- [Brief]: Using the records below, transcribe word for word the stretch from the line that contains "negative clicks: (537, 101)" through the line that contains "positive clicks: (404, 70) (442, 87)", both end lines included, and nothing else.

Dataset entries:
- Opening Delimiter -

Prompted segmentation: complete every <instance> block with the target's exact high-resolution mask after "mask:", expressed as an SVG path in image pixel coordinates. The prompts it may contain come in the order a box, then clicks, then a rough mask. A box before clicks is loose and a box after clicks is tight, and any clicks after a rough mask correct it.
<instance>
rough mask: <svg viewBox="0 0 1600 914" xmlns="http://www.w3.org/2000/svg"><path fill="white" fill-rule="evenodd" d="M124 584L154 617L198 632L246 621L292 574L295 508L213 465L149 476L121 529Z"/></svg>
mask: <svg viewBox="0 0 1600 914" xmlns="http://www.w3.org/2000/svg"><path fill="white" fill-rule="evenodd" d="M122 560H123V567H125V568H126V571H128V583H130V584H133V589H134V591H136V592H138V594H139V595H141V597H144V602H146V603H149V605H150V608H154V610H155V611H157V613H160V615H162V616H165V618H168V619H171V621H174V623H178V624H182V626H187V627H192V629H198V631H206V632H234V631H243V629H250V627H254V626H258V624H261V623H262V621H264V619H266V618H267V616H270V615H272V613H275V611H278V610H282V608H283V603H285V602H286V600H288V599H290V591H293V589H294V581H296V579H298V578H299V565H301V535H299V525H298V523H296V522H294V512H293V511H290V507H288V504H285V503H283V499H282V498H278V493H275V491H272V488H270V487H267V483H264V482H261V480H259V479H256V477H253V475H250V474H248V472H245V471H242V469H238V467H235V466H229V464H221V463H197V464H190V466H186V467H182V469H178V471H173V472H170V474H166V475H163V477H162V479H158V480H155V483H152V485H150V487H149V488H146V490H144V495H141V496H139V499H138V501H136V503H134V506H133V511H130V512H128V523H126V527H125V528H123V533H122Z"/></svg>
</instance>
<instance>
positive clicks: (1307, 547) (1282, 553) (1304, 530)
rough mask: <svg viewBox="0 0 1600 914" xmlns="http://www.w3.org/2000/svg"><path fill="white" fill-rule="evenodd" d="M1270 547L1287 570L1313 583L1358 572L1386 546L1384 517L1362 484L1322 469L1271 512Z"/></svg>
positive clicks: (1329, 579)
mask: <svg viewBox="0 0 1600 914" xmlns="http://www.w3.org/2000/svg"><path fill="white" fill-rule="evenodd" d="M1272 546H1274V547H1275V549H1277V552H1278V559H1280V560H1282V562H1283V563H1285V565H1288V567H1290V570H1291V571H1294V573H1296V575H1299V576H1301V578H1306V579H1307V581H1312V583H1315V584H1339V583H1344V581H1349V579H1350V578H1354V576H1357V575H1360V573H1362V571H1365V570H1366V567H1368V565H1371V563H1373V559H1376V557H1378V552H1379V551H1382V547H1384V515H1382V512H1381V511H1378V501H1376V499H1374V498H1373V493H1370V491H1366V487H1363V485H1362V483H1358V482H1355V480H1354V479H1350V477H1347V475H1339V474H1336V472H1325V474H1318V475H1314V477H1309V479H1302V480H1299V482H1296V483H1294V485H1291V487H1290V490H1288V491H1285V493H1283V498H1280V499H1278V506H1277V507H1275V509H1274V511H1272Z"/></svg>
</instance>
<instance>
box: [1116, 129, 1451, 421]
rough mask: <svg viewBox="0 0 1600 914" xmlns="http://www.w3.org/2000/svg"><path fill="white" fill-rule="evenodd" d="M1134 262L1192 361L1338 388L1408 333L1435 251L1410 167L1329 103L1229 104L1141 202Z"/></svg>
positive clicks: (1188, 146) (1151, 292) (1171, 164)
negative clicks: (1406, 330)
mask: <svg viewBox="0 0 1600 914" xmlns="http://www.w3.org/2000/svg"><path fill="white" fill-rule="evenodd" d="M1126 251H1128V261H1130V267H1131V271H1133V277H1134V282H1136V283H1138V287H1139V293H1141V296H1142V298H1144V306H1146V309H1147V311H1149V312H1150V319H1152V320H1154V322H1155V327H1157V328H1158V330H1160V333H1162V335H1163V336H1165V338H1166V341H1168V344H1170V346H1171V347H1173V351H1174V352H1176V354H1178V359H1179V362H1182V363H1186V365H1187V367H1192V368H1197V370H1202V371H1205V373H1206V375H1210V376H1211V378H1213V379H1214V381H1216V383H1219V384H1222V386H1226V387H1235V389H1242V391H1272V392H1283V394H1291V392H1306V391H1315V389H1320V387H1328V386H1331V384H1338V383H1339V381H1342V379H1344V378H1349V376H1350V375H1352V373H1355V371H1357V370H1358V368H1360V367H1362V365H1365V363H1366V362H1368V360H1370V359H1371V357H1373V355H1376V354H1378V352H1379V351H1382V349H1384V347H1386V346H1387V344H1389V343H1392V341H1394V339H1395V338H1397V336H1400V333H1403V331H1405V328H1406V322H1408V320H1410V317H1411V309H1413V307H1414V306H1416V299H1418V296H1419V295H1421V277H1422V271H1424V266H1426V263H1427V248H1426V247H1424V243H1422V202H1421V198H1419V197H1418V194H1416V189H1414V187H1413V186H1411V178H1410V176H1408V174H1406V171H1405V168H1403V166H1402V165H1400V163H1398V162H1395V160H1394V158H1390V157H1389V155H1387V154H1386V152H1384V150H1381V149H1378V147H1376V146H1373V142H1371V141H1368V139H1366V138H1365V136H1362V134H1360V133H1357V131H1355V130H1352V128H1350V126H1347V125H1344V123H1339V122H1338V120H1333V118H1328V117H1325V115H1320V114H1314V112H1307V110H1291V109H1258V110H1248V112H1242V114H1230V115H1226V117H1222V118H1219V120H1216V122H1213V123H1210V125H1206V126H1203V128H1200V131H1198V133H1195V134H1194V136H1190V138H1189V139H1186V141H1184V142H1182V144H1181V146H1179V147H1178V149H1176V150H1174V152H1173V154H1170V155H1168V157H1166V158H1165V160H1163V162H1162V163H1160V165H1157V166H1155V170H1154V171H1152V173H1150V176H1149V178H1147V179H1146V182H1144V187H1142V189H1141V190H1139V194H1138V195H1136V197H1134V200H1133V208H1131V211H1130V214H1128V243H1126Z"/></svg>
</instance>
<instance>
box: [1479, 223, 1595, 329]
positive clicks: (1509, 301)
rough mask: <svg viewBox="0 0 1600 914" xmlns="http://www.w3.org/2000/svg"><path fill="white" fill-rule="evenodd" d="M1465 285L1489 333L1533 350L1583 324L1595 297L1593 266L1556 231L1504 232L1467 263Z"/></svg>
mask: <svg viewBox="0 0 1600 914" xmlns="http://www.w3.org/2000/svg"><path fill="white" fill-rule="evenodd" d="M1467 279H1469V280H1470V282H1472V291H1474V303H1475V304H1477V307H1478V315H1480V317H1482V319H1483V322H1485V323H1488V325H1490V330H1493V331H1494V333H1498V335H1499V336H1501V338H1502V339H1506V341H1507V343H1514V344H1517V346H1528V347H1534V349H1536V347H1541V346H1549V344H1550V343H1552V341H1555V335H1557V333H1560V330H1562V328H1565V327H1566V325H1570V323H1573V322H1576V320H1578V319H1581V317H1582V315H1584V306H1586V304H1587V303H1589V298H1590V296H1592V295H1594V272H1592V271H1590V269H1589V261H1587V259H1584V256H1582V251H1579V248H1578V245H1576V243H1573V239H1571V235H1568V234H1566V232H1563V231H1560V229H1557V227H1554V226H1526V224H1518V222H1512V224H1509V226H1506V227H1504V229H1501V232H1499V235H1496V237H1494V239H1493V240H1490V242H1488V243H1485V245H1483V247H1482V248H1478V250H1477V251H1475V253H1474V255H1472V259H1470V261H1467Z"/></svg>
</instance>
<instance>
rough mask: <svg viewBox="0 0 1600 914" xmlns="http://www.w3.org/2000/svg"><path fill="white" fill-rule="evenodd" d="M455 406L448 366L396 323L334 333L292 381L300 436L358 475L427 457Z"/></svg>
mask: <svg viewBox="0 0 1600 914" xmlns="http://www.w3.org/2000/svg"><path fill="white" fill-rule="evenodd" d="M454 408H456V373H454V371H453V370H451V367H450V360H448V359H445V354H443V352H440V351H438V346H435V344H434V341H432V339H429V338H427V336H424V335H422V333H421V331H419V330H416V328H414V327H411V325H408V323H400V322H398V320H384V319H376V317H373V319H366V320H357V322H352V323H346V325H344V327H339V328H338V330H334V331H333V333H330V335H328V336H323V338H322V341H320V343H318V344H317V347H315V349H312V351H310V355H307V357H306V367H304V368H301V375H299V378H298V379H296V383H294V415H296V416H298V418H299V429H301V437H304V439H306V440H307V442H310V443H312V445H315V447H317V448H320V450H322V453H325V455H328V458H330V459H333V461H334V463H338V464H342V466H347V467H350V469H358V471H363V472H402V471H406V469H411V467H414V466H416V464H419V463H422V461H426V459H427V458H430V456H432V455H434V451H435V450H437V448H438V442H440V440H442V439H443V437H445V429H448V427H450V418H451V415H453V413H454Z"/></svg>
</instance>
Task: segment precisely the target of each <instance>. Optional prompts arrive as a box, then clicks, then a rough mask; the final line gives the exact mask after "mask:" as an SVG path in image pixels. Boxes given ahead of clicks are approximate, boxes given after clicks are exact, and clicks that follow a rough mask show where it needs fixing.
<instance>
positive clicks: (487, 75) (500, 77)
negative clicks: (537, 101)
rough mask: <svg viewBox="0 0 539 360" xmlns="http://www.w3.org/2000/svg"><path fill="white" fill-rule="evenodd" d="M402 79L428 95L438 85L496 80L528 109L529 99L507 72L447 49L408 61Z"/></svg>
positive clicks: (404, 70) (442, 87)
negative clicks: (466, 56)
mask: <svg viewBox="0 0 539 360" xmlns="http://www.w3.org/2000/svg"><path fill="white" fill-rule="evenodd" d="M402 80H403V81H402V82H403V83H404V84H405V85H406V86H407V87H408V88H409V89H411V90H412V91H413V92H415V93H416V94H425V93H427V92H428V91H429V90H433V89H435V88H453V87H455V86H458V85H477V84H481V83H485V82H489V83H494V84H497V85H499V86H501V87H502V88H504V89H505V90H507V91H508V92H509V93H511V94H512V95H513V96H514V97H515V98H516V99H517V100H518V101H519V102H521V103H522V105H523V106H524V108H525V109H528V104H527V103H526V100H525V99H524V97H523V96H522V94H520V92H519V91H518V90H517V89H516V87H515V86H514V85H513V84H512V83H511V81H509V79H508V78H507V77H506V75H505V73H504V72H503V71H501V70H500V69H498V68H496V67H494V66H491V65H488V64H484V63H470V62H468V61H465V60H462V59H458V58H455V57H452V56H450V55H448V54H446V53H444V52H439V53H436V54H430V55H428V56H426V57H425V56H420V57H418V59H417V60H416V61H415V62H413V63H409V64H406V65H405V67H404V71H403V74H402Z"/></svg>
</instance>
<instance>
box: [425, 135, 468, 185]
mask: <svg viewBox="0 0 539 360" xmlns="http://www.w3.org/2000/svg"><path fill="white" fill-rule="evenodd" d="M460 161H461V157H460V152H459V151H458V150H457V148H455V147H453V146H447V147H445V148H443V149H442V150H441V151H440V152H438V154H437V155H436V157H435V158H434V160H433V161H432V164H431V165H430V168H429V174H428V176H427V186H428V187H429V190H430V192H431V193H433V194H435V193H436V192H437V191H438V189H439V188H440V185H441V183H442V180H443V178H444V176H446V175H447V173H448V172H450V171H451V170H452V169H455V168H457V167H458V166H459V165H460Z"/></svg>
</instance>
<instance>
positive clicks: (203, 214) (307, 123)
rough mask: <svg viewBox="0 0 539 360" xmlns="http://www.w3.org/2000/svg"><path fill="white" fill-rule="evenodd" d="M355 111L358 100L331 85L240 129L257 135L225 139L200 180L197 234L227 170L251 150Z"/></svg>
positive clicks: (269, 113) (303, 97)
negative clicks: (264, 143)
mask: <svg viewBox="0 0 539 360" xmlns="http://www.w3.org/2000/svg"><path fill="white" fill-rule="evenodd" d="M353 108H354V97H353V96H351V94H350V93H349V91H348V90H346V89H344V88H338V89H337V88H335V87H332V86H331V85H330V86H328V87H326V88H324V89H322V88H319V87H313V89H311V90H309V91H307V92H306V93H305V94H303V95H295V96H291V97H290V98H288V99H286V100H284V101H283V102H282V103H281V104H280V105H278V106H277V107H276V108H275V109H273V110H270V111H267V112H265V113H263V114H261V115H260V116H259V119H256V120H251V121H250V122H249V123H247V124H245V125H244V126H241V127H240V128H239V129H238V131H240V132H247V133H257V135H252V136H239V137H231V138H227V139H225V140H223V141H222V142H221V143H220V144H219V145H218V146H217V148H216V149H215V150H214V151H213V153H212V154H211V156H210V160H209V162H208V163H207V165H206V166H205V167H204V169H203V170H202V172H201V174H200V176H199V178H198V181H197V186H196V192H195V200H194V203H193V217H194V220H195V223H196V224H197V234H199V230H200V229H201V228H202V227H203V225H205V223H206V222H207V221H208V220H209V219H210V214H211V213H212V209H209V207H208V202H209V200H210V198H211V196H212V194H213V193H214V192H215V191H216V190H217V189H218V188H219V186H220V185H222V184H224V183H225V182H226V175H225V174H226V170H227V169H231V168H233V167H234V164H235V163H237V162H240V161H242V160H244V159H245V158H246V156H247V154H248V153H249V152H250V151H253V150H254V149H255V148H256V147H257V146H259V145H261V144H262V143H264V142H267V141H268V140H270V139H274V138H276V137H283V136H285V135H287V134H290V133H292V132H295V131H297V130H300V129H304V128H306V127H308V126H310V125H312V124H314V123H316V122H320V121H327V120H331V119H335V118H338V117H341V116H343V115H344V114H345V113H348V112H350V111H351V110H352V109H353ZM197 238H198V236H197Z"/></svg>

- Closing Delimiter -

- [Answer to this exercise]:
negative clicks: (537, 101)
rough mask: <svg viewBox="0 0 539 360" xmlns="http://www.w3.org/2000/svg"><path fill="white" fill-rule="evenodd" d="M402 79L428 95L438 85L496 80L528 109L529 99L507 72L447 49L408 61Z"/></svg>
positive clicks: (404, 70) (442, 87)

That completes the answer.